Exercise 1: In the kirpan article, in which city was the court where Tejinder Sidhu was turned back?
Exercise 2: Copy the part of the kirpan article between "Kirpan not allowed in Canadian court" and "of his kirpan.", inclusive.

Exercise passage:
=== Begin Enclosure ===

NRI: Kirpan not allowed in Canadian court

Kirpan not allowed in Canadian court

Toronto: The kirpan issue is back in the news in Canada. In a country where courts have allowed Sikhs to wear kirpan in schools, police forces and public offices, and where an MP carries it inside Parliament, a Sikh man was not allowed to appear in court because of his kirpan. 

     Tejinder Sidhu, 25, who Monday went to a Calgary court to testify in a car accident case, was turned back by security guards because he was wearing a kirpan, a small dagger that Sikhs are mandated to carry by their religion.  

     Sidhu said: “I was asked by the court to testify in a fatal car accident case which I had witnessed. I had helped the victims out and called the police. So I was summoned by the court by subpoena to testify.” 

     He said before he entered the courthouse through a metal detector, he informed the security guard that he was wearing a kirpan. “He said I cannot enter the court with the kirpan. Either I have to remove it or go back. I was taken aback. I told him that Sikhs in Canada can carry the kirpan anywhere. But he didn’t budge,” he said. Sidhu said he tried to convince him that the Canadian Supreme Court had cleared all legal hurdles for Sikhs to carry the kirpan. “But it was all wasted on him. It was the most humiliating experience of my life,” he said.

=== End Enclosure ===

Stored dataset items

=== Begin Enclosure ===

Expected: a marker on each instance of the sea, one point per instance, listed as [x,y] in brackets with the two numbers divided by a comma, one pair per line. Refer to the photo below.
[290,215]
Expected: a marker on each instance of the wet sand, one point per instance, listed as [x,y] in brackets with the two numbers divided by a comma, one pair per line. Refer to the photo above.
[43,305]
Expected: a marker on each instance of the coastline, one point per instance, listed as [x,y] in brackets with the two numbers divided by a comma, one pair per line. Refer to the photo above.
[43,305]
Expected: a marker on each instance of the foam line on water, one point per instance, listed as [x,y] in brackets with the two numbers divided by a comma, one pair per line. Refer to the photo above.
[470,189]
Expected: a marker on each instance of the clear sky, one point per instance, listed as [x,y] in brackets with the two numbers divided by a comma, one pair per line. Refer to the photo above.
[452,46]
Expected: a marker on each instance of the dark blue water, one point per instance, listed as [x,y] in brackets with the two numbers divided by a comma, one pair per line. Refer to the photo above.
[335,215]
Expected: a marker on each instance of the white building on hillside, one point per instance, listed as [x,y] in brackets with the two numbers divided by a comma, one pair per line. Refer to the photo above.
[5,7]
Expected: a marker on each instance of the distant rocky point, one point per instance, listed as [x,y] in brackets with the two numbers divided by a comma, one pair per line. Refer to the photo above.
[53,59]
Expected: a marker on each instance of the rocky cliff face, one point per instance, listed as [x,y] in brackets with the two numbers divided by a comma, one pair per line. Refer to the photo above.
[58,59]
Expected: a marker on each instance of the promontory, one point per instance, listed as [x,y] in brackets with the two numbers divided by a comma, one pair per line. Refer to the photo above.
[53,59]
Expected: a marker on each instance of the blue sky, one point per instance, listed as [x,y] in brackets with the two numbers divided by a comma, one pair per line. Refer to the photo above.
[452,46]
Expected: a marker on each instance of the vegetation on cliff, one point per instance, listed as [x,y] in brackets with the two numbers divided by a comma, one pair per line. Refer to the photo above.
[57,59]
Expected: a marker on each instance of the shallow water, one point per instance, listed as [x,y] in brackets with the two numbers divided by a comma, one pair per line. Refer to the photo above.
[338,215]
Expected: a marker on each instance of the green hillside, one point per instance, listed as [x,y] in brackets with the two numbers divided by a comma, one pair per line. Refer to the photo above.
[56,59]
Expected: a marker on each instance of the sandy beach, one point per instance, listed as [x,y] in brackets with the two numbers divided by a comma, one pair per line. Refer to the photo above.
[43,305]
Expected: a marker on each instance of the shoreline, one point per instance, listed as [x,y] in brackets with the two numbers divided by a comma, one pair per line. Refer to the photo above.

=== End Enclosure ===

Task answer 1: Calgary

Task answer 2:
Kirpan not allowed in Canadian court

Toronto: The kirpan issue is back in the news in Canada. In a country where courts have allowed Sikhs to wear kirpan in schools, police forces and public offices, and where an MP carries it inside Parliament, a Sikh man was not allowed to appear in court because of his kirpan.